課題の要件 ▸ 日本の行政ITシステムの不備を論じた文章について、最後の文に続けて書き進めてください。

分析対象の文章 ▸
━━━
2001年、日本政府は「e-Japan重点計画」を策定し、「世界最高水準」の電子政府を目指すと高らかに宣言しました。2013年には「世界最先端IT国家創造宣言」で、力強いIT戦略を打ち出してもいます。
政府・自治体を合わせると、国民がITシステムに支払っている経費は年間1兆円をゆうに超えています。では、20年間で20兆円を投じた見返りに、わたしたちはなにを得たのでしょうか。
一律10万円を配布する特別定額給付金は、マイナンバーカードを使うオンライン申請で混乱が相次ぎ、1カ月で40を超える自治体が受付を取りやめ手作業に戻りました。申請者の入力ミスや二重申請をチェックする基本的な機能がなく、オンラインでの申請が正しいかを人力で確認するほかなかったからだといいます。
雇用調整助成金のオンライン申請システムは、申請者の名前や電話番号など個人情報を他の申請者が閲覧できてしまう信じられない不具合が見つかり、2カ月ちかく稼働が止まりました。
売上が減った個人事業主や中小企業を対象にした持続化給付金は経済産業省と中小企業庁が全手続きを申請用サイトに一本化しましたが、『日経コンピュータ』編集部によれば、標準的な開発費の見積もりで3865万円、緊急時を想定した最大規模のモデルでも4億8489万円でできるシステムにもかかわらず、ベンダーに14億円も支払っていました。これではまるで火事場泥棒です。
「新型コロナ対策に焦点を絞った、感染者情報を管理する新システム」として副大臣の肝いりで始まった「HER-SYS」は、保健所などの業務負担を減らしつつ感染者情報を迅速に把握できると期待が高まりましたが、個人情報保護の機能が足りないなどの理由で一部の自治体が導入を見合わせ、対応が終わるまで4カ月かかりました。その後も、患者1人あたりの入力欄が200もあり、必須項目の判別もできないなど、かえって負担増になっているとの苦情が医療機関や保健所から殺到し、誤入力が相次ぎました。
━━━
提供情報 ▸
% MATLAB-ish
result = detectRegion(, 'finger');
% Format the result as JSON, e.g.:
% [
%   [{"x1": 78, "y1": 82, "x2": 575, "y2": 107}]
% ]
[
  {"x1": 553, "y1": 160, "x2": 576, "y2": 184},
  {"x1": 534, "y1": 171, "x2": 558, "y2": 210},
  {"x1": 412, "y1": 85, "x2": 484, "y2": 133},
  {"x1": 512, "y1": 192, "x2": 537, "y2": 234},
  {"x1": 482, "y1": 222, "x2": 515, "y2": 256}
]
━━━
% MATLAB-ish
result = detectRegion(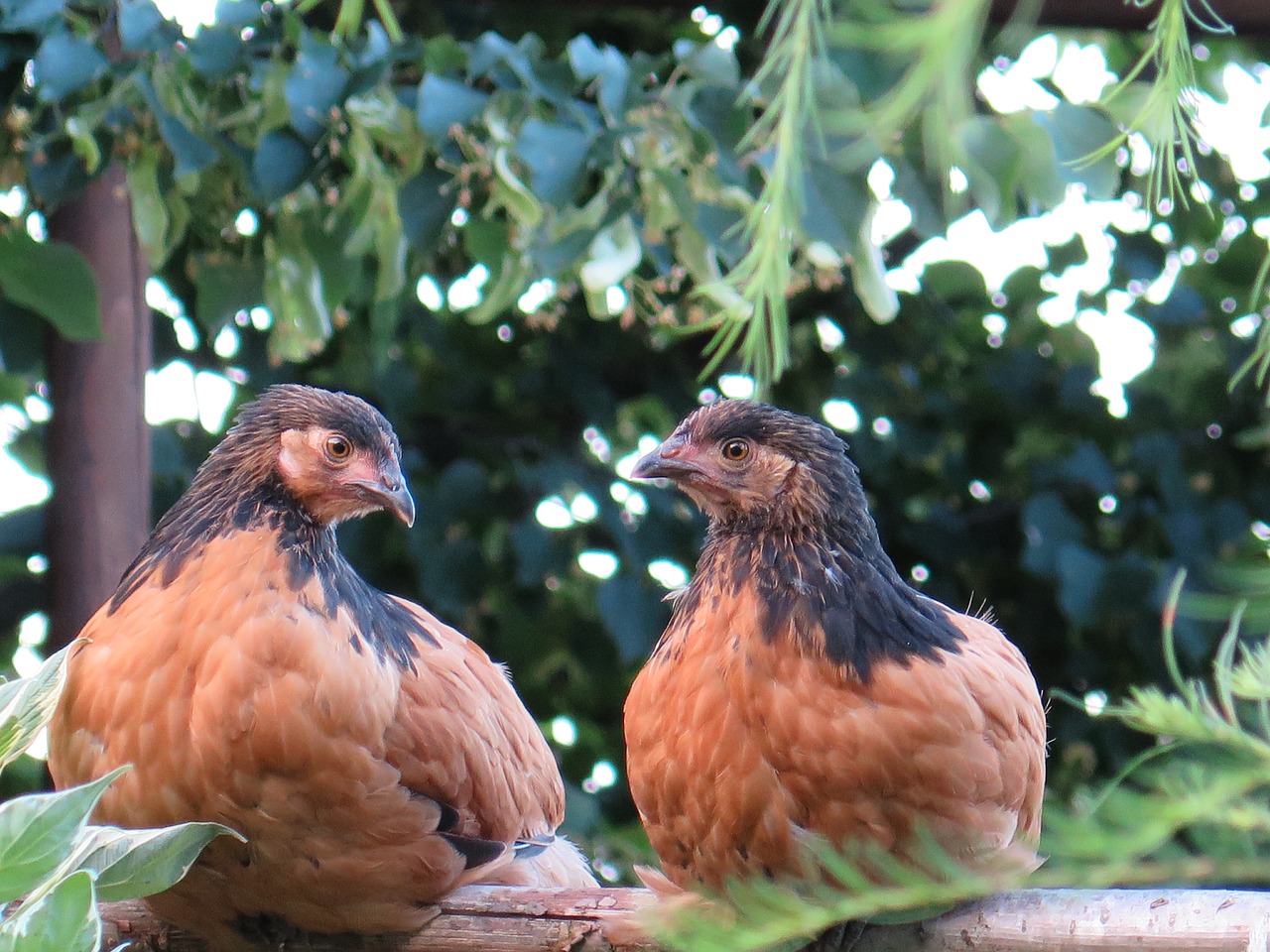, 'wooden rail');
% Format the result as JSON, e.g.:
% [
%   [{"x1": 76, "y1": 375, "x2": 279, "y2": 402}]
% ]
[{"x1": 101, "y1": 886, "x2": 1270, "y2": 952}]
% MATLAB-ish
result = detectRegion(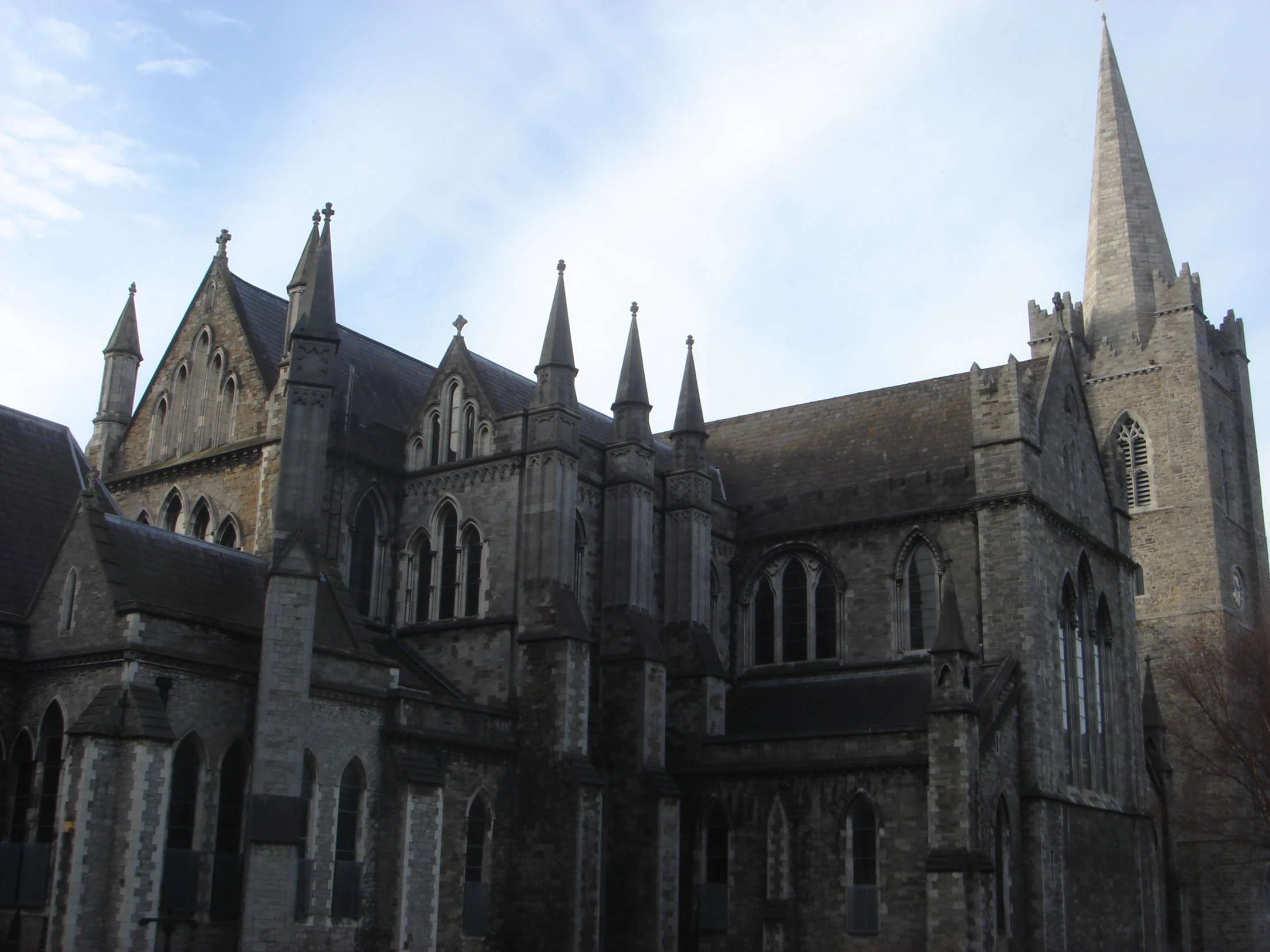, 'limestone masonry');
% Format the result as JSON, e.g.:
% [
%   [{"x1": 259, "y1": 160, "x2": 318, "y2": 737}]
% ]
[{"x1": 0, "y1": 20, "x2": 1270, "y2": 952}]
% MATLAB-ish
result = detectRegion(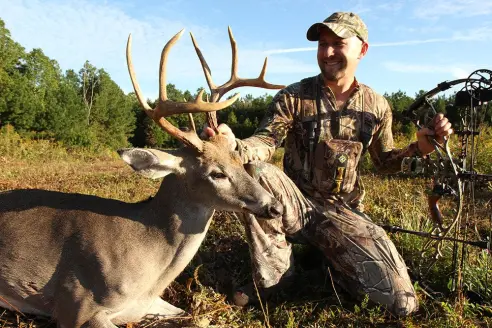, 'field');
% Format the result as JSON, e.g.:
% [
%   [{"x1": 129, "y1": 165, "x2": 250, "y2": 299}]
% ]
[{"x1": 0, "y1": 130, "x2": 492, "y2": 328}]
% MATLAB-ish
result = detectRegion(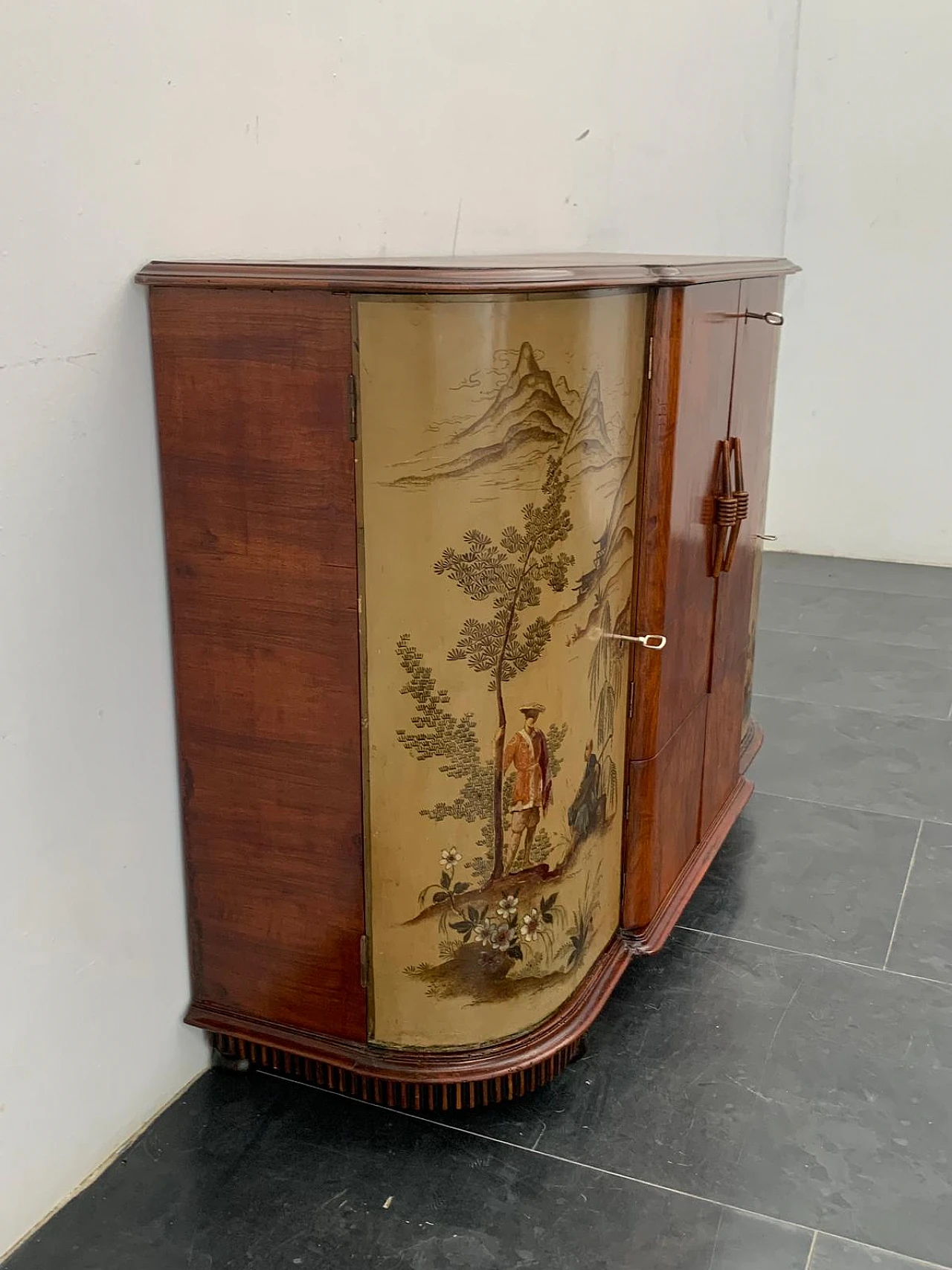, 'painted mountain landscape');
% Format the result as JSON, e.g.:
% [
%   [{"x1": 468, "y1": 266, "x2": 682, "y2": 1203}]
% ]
━━━
課題の結果 ▸
感染抑制の切り札とされた「接触確認アプリCOCOA」は、陽性者と接触しても通知されない致命的な欠陥が4カ月も放置され、影響は利用者の3割に及びました。その後もAndroidのスマホでは1日1回起動しないと正常に動作しないなど、通常のアプリでは考えられないようなことになっています。
以上をまとめると、「コロナ対策で政府が行なったDX(デジタルトランスフォーメーション)はすべて失敗」ということになります。企業ならとっくにつぶれているでしょうから、ここまでのていたらくはなかなかできることではありません。
平井卓也デジタル改革相は、「日本ほどの通信インフラを持たない国がITで(コロナ対策の)成果を上げたのに、日本は過去のインフラ投資やIT戦略が全く役に立たなかった。「敗戦」以外の何者でもありません」と述べています。
3.11のとき、野党だった自民党は民主党政権の危機管理能力のなさをきびしく批判し「悪夢」と呼びましたが、自分たちが有事に直面したら「敗戦」になったという、国民にとっては笑えないオチになったようです。